- Stored records -
□ □ □ □ □
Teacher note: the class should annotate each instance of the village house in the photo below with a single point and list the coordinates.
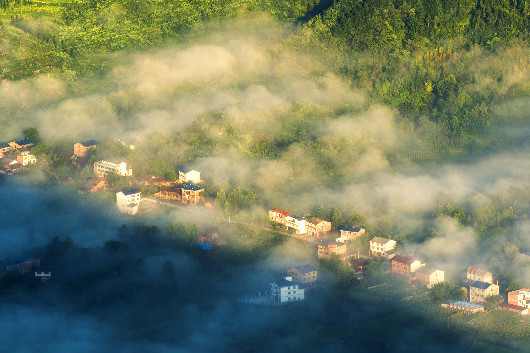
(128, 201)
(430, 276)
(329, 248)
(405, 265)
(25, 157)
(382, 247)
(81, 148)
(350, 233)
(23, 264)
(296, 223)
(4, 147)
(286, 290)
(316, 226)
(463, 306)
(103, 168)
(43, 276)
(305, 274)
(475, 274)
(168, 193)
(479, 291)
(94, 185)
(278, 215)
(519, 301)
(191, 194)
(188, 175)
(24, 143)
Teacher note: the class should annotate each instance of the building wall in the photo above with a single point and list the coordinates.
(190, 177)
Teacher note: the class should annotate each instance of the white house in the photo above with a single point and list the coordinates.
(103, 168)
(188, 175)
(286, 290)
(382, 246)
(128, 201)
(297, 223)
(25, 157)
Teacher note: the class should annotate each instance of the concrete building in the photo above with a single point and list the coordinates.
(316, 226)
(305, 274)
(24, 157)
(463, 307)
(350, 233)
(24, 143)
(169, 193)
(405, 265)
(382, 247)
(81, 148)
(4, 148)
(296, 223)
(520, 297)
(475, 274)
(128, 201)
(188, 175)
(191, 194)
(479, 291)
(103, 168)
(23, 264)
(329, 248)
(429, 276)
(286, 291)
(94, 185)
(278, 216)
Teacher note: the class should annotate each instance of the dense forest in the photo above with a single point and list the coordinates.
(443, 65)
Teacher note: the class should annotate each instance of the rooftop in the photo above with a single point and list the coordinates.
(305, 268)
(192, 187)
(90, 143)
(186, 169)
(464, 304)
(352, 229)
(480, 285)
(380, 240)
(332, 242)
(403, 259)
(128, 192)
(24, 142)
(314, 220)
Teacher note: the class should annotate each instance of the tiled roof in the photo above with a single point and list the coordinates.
□ □ □ □ □
- Exercise directions -
Please convert the stretch from the line containing "of the concrete" through the last line of the entries into a numbered list, omitting blank lines.

- Output -
1. Teacher note: the class should annotate each instance of the concrete building in the photo above with a single point and list the coordinates.
2. (316, 226)
3. (305, 274)
4. (24, 157)
5. (463, 307)
6. (350, 233)
7. (24, 143)
8. (169, 193)
9. (405, 265)
10. (382, 247)
11. (81, 148)
12. (4, 148)
13. (296, 223)
14. (520, 297)
15. (475, 274)
16. (128, 201)
17. (188, 175)
18. (191, 194)
19. (479, 291)
20. (103, 168)
21. (23, 264)
22. (329, 248)
23. (429, 276)
24. (286, 291)
25. (94, 185)
26. (278, 216)
27. Teacher note: the class should annotate each instance of the dense forest in the photo above with a single point and list the coordinates.
28. (443, 65)
29. Teacher note: the class should annotate each instance of the rooftop in the photo above with a single point and list the coordinates.
30. (305, 268)
31. (192, 187)
32. (90, 143)
33. (186, 169)
34. (464, 304)
35. (352, 229)
36. (480, 285)
37. (380, 240)
38. (332, 242)
39. (403, 259)
40. (128, 192)
41. (24, 142)
42. (314, 220)
43. Teacher note: the class should annotate each instance of the tiled roof in the photo above with a single point and list the coordinates.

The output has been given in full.